• _The task_
Please rewrite the lines below as a JSON list of strings, one string per line, from the line containing "of the snow-covered" through the last line, both ends included. Skip any blank lines and leave the pictures out.

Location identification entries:
◆ ◆ ◆
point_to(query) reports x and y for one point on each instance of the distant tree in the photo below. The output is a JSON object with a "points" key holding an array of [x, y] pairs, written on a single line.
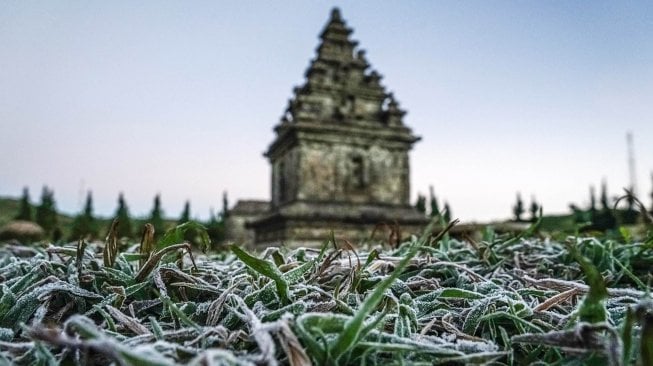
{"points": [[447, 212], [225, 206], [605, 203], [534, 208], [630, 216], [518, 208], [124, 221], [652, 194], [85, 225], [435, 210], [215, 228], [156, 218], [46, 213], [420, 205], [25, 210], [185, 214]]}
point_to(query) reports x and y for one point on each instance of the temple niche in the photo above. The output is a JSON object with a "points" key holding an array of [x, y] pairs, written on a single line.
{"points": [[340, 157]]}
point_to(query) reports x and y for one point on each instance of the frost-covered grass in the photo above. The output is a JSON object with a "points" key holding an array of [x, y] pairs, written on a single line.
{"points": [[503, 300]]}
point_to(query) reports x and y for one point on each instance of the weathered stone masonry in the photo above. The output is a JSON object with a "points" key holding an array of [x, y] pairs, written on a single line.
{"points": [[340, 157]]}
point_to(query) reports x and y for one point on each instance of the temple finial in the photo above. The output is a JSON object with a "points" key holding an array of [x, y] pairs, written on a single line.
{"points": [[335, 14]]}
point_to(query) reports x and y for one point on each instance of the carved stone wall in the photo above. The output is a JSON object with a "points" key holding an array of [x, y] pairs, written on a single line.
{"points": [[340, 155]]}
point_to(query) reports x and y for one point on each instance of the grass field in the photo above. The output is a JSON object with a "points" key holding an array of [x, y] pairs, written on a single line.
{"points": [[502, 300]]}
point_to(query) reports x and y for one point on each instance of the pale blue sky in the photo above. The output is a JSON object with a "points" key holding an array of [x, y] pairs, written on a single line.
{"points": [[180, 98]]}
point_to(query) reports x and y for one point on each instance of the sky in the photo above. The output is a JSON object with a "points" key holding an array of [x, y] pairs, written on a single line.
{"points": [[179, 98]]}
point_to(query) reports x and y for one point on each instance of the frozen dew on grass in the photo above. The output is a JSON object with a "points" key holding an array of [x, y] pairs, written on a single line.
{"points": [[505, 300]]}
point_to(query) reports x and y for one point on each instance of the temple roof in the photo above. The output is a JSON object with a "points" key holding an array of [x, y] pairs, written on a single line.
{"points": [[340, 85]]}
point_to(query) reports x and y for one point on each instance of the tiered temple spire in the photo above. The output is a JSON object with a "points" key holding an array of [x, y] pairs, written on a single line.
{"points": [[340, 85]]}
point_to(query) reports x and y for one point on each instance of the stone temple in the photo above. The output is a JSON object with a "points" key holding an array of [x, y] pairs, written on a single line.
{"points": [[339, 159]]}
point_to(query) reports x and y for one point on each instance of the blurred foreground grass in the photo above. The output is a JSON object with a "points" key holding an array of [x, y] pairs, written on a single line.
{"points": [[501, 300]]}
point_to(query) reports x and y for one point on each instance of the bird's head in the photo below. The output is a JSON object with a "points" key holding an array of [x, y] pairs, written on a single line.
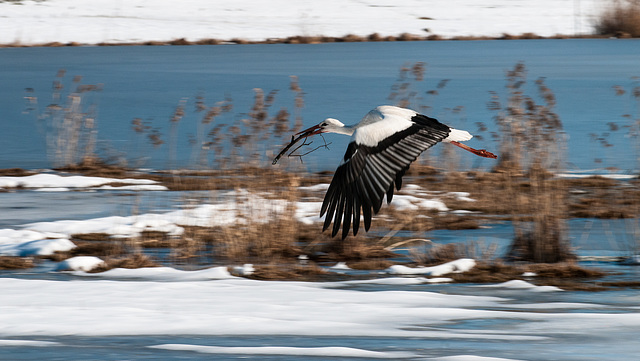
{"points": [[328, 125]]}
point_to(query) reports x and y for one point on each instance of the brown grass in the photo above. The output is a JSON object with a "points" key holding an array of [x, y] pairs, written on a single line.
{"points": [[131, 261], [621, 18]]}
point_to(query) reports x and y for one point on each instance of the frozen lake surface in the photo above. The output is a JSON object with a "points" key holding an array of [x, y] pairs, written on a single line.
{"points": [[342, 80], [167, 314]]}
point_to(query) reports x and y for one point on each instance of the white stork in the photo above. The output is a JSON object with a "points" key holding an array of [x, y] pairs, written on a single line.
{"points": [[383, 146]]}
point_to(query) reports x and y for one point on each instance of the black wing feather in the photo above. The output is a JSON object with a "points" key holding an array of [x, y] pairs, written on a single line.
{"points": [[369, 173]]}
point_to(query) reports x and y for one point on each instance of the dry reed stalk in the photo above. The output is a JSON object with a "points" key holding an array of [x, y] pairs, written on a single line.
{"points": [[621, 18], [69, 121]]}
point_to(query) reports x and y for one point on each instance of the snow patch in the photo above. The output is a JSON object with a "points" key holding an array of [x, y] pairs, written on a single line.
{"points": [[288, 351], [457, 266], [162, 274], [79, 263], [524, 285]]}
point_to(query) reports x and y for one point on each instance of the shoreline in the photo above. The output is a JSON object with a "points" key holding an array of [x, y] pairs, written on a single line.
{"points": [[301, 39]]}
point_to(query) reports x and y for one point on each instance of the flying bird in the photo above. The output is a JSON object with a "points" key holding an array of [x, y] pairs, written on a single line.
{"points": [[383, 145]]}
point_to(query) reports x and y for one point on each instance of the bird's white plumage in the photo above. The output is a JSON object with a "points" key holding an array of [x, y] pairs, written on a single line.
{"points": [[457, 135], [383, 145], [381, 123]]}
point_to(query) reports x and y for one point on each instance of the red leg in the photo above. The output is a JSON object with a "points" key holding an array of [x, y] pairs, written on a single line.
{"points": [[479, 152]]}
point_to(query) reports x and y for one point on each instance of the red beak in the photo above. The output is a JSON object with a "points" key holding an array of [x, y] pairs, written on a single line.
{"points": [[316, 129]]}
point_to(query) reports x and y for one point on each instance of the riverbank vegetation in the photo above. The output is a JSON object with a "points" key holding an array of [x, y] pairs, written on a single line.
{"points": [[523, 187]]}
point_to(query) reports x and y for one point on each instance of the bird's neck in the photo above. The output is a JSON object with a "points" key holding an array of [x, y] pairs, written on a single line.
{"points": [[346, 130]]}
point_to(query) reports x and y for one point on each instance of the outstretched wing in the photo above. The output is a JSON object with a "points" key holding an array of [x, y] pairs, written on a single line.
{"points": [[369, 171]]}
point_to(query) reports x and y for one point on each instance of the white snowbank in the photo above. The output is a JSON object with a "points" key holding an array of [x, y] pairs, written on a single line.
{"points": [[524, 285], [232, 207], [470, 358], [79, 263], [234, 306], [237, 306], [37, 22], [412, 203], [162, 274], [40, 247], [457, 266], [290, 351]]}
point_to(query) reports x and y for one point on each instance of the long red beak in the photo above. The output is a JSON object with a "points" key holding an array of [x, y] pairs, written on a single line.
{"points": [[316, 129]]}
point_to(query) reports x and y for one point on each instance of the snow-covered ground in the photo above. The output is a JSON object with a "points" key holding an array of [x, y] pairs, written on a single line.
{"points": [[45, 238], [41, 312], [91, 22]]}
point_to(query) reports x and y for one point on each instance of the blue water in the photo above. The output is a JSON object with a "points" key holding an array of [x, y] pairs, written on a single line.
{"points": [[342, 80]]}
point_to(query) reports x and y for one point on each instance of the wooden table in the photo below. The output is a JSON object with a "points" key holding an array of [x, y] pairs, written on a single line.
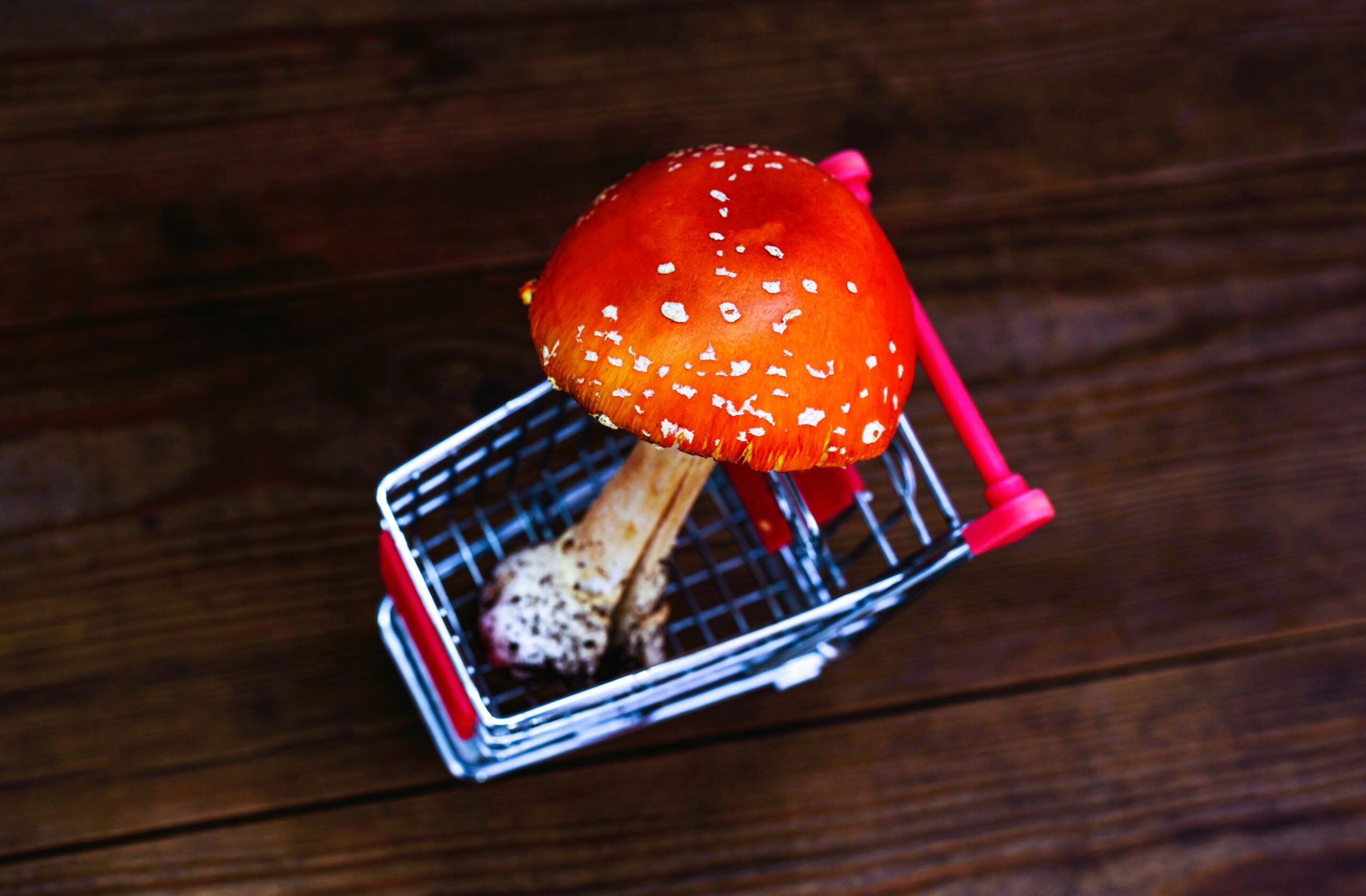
◆ ◆ ◆
• _Task output_
[
  "point_to(query) reports x and y for one point on each instance of the snow-covered ground in the photo above. The output is a JSON object with a \"points\" key holding an array of [x, y] pairs, written on a single line.",
  "{\"points\": [[45, 238], [41, 312], [91, 22]]}",
  "point_to(query) reports x and y for one point on each instance of the blue water in the photo above. The output is a JSON object with a \"points\" key holding an array of [x, y] pairs, written on a single line.",
  "{\"points\": [[342, 80]]}",
  "point_to(query) reports x and y for one point on each instance of the wooden table in the photo below. The output is a JSON object with a \"points\" key holding an array of [x, y] pairs, written on a single line."
]